-- Start of ARTICLE --

You said earlier that you want to constrain delay variation per individual sublayers. But the examples you are showing always clump MPCP, MAC, and MCRS together, and PCS and PMA together. So, it looks to me you allow for only the following two implementations: 1) {MPCP/MAC/MCRS/PCS/PMA} + PMD 2) {MPCP/MAC/MCRS} + {PCS/PMA} + PMD
Is this your assumption, or do you have something else in mind?
My second question was about how to measure separate delay variation components. But maybe a better point to start is to clarify the definition of delay variation? Are you talking about packet delay variation, bit delay variation, 64b block delay variation, or 257b block delay variation?
For example, when a 2000-byte packet is presented to a MAC for transmission, it is presented all at once using MA_DATA.request primitive. From the MAC, this packet is played out one bit at a time using the PLS_DATA.request primitive. If the MAC is transmitting at 25Gb/s, the delay variation between the first bit of the frame and the last bit of the frame is 80 ns or 31.25 EQT (even without the RATE ADJUST EQs slowing the MAC).
So, before proposing any delay variation values, please clarify how delays are measured. What is the exact epoch when delay starts and the exact epoch when delay ends, for each individual delay constraint that you want to specify?

-- End of ARTICLE --
-- Start of RECORD EXCERPTS --

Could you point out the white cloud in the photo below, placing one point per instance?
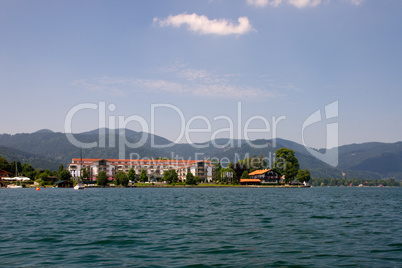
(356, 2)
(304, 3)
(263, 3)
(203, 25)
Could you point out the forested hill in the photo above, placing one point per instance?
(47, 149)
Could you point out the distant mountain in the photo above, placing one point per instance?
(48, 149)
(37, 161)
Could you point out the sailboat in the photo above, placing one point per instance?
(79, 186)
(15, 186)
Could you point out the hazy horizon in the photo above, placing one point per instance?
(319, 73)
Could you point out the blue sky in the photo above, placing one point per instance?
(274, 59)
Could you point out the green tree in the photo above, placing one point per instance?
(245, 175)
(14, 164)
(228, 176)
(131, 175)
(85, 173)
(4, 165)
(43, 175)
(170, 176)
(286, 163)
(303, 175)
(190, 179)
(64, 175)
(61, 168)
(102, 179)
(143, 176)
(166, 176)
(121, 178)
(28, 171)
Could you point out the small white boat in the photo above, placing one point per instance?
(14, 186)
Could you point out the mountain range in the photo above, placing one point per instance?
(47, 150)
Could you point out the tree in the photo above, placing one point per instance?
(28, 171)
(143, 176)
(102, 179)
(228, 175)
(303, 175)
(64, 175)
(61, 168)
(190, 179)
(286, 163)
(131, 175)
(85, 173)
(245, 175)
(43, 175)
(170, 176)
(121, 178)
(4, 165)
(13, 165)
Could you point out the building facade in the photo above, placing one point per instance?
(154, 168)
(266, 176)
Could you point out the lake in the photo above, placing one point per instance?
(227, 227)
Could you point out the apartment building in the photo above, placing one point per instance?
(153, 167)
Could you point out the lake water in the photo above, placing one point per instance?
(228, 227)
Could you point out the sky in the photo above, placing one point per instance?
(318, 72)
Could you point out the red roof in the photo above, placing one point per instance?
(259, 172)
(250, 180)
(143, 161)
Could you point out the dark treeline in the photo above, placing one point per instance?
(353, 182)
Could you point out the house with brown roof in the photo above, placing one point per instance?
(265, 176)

-- End of RECORD EXCERPTS --
-- Start of RECORD EXCERPTS --

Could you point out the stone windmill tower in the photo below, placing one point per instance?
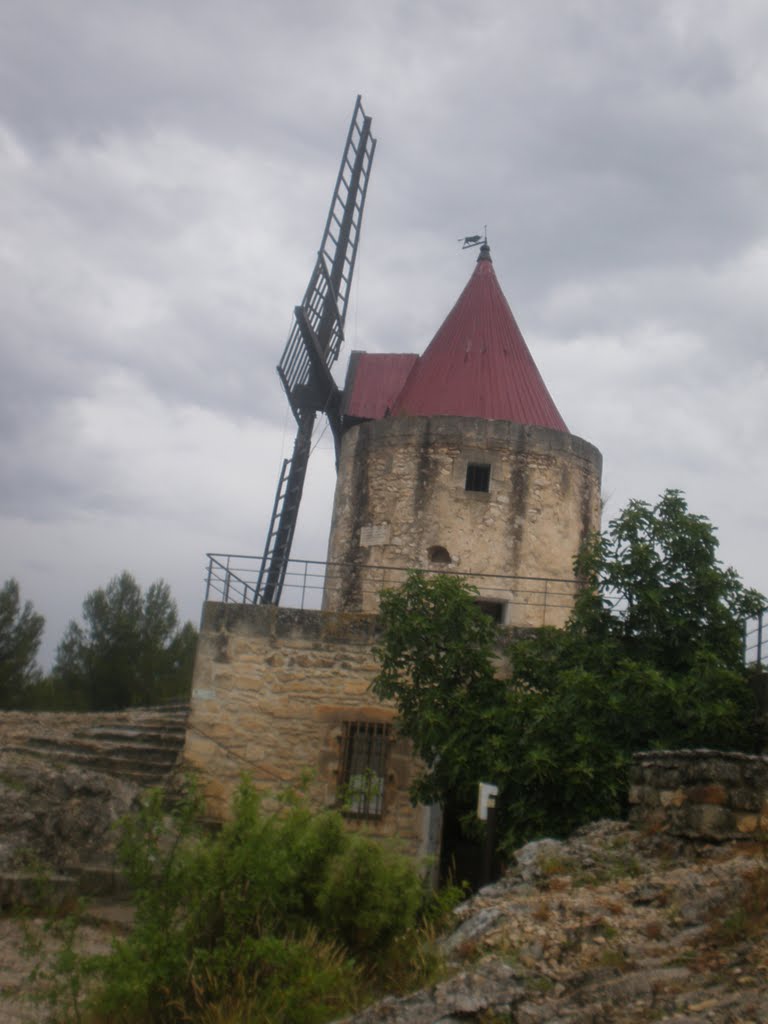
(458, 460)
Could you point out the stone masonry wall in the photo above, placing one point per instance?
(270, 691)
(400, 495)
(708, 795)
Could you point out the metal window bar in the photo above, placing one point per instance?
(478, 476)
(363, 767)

-- End of RECORD EXCERPTS --
-- Start of RECORD EXCERPTS --

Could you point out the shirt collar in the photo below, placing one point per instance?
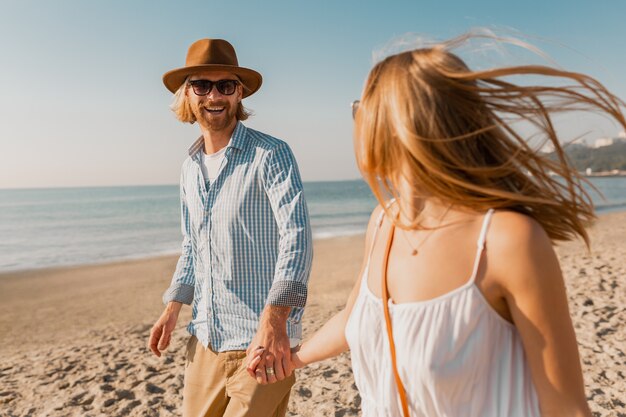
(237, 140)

-- End of RECORD EXCERPTS --

**STATED GOAL**
Reproduce word for word the passage of the delay variation text above between "My second question" and "block delay variation?", inclusive.

**ANSWER TO THIS TASK**
My second question was about how to measure separate delay variation components. But maybe a better point to start is to clarify the definition of delay variation? Are you talking about packet delay variation, bit delay variation, 64b block delay variation, or 257b block delay variation?